Available data |
§ §

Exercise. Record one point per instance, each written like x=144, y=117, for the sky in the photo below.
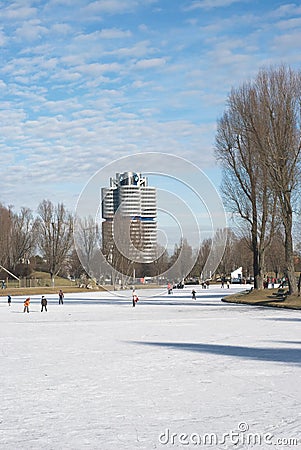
x=84, y=83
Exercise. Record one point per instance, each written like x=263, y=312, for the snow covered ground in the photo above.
x=97, y=373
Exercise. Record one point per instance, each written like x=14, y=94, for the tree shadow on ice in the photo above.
x=281, y=355
x=284, y=319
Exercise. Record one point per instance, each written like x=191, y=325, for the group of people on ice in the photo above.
x=44, y=301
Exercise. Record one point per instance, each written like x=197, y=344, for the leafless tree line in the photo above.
x=258, y=144
x=48, y=237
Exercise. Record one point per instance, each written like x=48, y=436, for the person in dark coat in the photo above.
x=135, y=298
x=44, y=303
x=61, y=297
x=26, y=304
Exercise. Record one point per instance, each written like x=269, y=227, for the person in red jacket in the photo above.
x=44, y=303
x=26, y=304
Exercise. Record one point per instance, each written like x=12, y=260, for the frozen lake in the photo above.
x=96, y=373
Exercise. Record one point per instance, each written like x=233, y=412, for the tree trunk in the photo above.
x=289, y=263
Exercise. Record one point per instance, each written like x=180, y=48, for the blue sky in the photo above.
x=85, y=82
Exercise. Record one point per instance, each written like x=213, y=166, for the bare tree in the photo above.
x=279, y=98
x=5, y=235
x=55, y=227
x=246, y=189
x=24, y=233
x=88, y=241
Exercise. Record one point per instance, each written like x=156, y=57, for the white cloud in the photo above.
x=150, y=63
x=210, y=4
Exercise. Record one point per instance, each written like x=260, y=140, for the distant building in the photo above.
x=130, y=194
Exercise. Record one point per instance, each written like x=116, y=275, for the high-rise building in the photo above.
x=134, y=203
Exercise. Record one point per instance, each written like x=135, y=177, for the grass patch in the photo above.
x=262, y=298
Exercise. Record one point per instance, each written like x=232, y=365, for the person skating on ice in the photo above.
x=44, y=303
x=26, y=304
x=61, y=297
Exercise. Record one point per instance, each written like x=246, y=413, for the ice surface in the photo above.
x=96, y=373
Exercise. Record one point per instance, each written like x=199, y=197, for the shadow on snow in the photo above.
x=282, y=355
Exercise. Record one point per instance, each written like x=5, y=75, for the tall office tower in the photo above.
x=129, y=210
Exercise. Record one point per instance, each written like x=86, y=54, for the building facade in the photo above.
x=135, y=203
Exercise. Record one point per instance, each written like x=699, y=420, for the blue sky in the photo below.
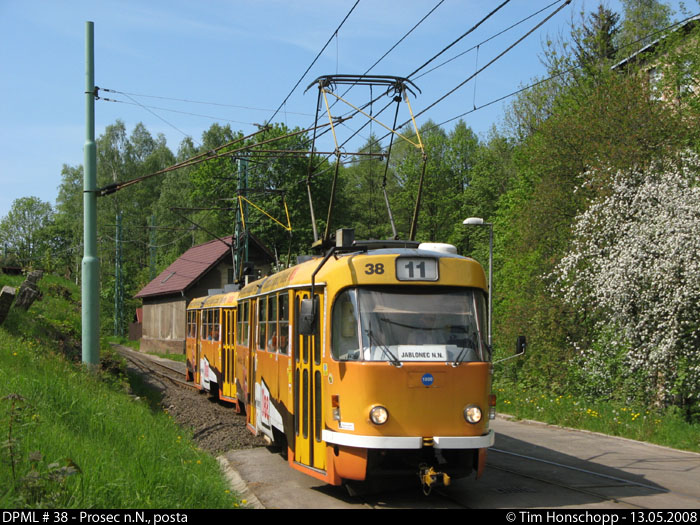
x=243, y=55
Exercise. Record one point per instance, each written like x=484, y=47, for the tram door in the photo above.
x=198, y=349
x=308, y=389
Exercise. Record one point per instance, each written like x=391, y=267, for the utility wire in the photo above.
x=459, y=38
x=488, y=39
x=180, y=112
x=492, y=61
x=314, y=60
x=198, y=102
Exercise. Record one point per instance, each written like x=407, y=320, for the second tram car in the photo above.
x=370, y=361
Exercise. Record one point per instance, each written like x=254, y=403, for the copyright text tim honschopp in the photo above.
x=596, y=518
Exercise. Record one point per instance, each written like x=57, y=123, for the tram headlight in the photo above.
x=472, y=414
x=378, y=415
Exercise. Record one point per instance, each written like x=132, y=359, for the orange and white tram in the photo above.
x=370, y=361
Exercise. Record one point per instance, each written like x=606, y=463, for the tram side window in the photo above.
x=209, y=324
x=345, y=341
x=243, y=323
x=283, y=313
x=262, y=322
x=216, y=326
x=272, y=324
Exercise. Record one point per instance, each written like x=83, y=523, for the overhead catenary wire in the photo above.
x=522, y=20
x=470, y=30
x=189, y=101
x=314, y=60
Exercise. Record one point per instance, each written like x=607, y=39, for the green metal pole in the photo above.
x=91, y=264
x=118, y=284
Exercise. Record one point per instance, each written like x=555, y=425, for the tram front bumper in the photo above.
x=407, y=442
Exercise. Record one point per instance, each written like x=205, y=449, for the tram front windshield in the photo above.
x=409, y=324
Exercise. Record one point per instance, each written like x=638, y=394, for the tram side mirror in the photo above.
x=307, y=316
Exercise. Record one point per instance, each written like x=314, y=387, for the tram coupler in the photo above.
x=430, y=477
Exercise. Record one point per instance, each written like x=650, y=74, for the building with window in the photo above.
x=205, y=267
x=670, y=63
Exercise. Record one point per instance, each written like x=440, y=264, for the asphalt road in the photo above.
x=531, y=466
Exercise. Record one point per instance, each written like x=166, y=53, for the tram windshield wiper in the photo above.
x=392, y=358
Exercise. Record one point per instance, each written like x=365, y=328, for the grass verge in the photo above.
x=607, y=417
x=74, y=438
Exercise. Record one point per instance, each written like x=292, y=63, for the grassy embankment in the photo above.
x=643, y=424
x=75, y=439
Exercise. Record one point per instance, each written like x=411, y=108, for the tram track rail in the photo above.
x=156, y=367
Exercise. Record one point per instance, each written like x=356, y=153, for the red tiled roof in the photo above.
x=187, y=269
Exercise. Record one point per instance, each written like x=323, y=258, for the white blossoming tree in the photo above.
x=634, y=272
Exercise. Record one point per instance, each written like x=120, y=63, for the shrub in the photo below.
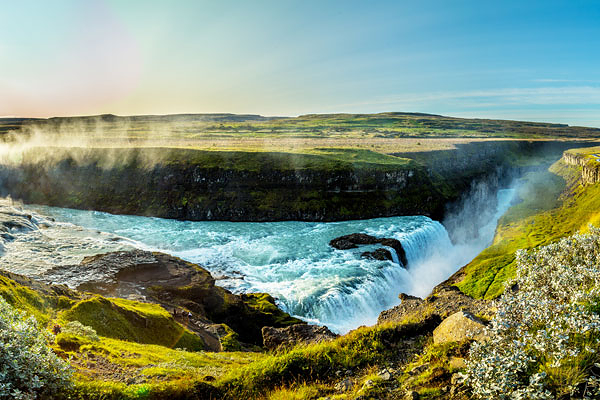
x=544, y=339
x=29, y=369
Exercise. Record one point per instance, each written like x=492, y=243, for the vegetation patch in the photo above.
x=134, y=321
x=543, y=341
x=553, y=205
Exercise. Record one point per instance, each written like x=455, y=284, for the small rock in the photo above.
x=368, y=384
x=412, y=395
x=419, y=369
x=457, y=363
x=456, y=379
x=344, y=385
x=385, y=375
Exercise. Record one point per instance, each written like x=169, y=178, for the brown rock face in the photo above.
x=176, y=285
x=458, y=327
x=274, y=338
x=353, y=240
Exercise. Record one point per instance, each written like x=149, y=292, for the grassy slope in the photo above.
x=315, y=125
x=554, y=205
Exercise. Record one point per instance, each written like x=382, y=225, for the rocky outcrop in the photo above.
x=274, y=338
x=234, y=186
x=458, y=327
x=445, y=300
x=353, y=240
x=589, y=163
x=178, y=286
x=379, y=254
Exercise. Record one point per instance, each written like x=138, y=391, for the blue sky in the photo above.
x=525, y=60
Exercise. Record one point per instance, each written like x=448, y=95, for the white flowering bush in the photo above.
x=78, y=329
x=29, y=369
x=544, y=339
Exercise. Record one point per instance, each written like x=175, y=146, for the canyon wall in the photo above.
x=238, y=186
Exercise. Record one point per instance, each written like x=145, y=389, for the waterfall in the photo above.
x=290, y=260
x=395, y=258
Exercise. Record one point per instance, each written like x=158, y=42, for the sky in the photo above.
x=523, y=60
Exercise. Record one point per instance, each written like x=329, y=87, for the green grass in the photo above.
x=132, y=321
x=317, y=363
x=25, y=299
x=389, y=125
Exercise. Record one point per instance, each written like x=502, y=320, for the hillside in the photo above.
x=382, y=125
x=394, y=359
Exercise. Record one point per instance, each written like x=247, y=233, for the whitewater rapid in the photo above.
x=290, y=260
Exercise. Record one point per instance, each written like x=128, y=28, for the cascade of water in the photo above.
x=290, y=260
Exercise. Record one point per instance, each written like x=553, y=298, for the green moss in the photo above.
x=70, y=342
x=264, y=304
x=553, y=206
x=358, y=349
x=133, y=321
x=25, y=299
x=230, y=341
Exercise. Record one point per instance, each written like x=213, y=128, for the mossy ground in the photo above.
x=132, y=321
x=554, y=204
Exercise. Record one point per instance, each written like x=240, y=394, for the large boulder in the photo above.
x=379, y=254
x=274, y=338
x=458, y=327
x=353, y=240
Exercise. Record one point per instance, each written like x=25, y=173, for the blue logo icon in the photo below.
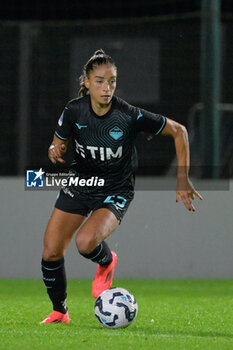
x=116, y=133
x=35, y=178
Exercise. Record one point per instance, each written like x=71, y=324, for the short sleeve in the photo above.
x=149, y=122
x=63, y=129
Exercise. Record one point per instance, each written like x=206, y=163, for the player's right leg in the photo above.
x=59, y=232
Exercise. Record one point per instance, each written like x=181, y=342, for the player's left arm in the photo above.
x=184, y=189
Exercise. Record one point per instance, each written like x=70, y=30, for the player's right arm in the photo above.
x=57, y=149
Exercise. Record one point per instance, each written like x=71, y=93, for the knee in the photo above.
x=85, y=245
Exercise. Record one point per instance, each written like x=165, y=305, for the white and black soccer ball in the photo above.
x=116, y=308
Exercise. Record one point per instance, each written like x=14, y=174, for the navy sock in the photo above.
x=54, y=277
x=101, y=254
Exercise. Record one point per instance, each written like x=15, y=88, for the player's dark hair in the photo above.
x=99, y=58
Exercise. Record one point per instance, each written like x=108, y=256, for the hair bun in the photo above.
x=99, y=52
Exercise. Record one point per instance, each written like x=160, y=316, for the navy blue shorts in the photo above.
x=117, y=203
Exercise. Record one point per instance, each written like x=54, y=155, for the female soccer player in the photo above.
x=103, y=128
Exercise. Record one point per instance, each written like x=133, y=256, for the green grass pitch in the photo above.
x=173, y=314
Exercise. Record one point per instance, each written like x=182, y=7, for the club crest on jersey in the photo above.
x=116, y=133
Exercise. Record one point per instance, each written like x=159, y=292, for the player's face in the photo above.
x=102, y=84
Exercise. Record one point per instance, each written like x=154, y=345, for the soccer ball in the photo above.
x=116, y=308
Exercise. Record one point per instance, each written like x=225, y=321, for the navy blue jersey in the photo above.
x=105, y=145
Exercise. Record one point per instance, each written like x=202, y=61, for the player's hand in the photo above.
x=56, y=152
x=186, y=192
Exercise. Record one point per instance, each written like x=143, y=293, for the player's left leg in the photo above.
x=90, y=243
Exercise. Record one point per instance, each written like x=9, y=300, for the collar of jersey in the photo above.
x=104, y=115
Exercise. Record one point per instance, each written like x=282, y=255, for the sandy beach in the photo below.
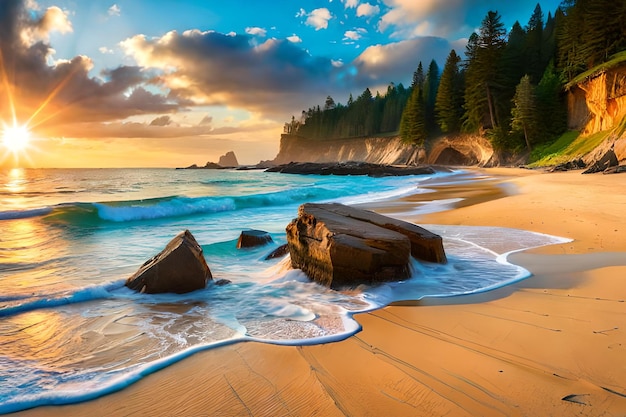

§ §

Work to complete | Leave out every picture, and copy exactly the lines from the line that contains "the soccer ball in the photo above." through the end of the material.

Exercise response |
Exercise. Record one point per instance, each written like x=154, y=345, for the soccer ball in the photo above.
x=116, y=308
Exercise. Record one point per instance, each written like x=225, y=321, for the navy blue jersey in the photo above.
x=105, y=145
Exercise. Record one point per instance, each written like x=202, y=61, for the player's hand in the photo above.
x=56, y=152
x=186, y=192
Exercise. Record one point per instance, each written like x=143, y=293, for the player's left leg in the photo above.
x=90, y=243
Exercise. Record one point per instance, each written like x=9, y=300, for the collar of jersey in the photo above.
x=104, y=115
Exercise. Record one point per instance, each written like x=282, y=255, for the sandy beach in the photo below.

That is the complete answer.